» Materials provided:
★ ★ ★ ★
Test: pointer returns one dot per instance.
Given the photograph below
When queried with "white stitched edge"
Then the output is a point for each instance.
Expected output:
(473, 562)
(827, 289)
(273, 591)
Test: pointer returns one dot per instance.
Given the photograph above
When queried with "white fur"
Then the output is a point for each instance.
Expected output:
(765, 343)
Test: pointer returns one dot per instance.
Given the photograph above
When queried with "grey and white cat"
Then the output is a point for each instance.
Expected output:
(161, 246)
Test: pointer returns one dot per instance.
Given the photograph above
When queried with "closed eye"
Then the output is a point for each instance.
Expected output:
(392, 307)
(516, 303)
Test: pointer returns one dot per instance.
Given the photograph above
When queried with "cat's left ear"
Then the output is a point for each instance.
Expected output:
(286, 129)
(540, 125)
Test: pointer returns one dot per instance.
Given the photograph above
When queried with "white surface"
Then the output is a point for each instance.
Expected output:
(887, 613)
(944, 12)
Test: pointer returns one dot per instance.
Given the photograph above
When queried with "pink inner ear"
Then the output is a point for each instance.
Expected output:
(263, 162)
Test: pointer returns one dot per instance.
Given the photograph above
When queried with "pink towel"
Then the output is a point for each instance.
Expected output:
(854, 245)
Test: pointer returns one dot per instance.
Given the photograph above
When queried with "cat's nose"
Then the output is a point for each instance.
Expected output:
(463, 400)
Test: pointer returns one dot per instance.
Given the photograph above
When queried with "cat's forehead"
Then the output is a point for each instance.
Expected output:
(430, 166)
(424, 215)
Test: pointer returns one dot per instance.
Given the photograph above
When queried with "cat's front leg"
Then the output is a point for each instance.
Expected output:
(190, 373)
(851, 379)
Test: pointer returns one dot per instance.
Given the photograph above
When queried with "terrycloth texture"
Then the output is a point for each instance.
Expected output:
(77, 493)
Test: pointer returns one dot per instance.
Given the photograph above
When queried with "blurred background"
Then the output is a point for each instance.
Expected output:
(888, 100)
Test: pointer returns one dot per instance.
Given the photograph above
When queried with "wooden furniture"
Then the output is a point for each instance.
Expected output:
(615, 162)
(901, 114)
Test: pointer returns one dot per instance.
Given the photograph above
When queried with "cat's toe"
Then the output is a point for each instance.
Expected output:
★ ★ ★ ★
Every entry must be quoted exactly as it appears above.

Test: pointer returns one dot per instance.
Given the photograph below
When queried with "white stitched edge"
Then the output is a point for each instance.
Expected output:
(473, 562)
(827, 289)
(273, 591)
Test: pointer returns one dot per instance.
Given the photograph above
When queried with "white fur"
Then the output is a point for each instance.
Expected output:
(765, 343)
Test: pointer returns one dot per instance.
Given the photograph above
When queried with "grey and white cat"
Then the output is a point for each instance.
Expected output:
(161, 246)
Test: pointer returns one dot per instance.
Given the photograph above
When queried with "closed eye"
Then the output is a point for each instance.
Expected output:
(392, 307)
(516, 303)
Test: pointer returns one dot per instance.
Given the photograph above
When queried with "cat's left ear"
Then the output is a point for each instance.
Expected output:
(286, 129)
(540, 125)
Test: pointer returns one dot per instance.
Given the photograph above
When queried with "white surface"
Then the output is a point for each instance.
Expected output:
(887, 613)
(944, 12)
Test: pointer returns one dot per instance.
Given the photograph above
When queried with "pink inner ear"
Then the output is a point for each instance.
Expected output:
(263, 162)
Test: pointer returns one dot per instance.
Given the photograph above
When queried with "pink towel"
Then the output is a point for each instance.
Expected output:
(854, 245)
Test: pointer returns one dot per instance.
Given the photograph above
When queried with "cat's nose"
Then the output is a point for each instance.
Expected output:
(463, 400)
Test: pointer returns one dot per instance.
Given the photograph above
When queried with "cat's forehead"
Then the output is a point for each instance.
Expected output:
(430, 166)
(424, 215)
Test: pointer returns one dot per instance.
Given the photograph above
When queried with "cat's front leg"
Then the output is a point for each instance.
Expected output:
(190, 373)
(851, 379)
Test: pointer returns one dot per instance.
Given the photograph above
When queried with "terrycloth texture"
Then the output is a point for each instance.
Expected output:
(77, 493)
Test: pointer returns one dot per instance.
Given the photograph above
When queried with "blurred background"
Then the output is a point for each instance.
Expected output:
(888, 100)
Test: pointer returns one dot per instance.
Given the photograph above
When queried with "wooden furniture"
Then the output is a point for each instance.
Expected output:
(615, 162)
(901, 114)
Test: pointer returns one dot per instance.
Given the photograph above
When queried with "cat's toe"
Then the output is a point for each instance.
Expected output:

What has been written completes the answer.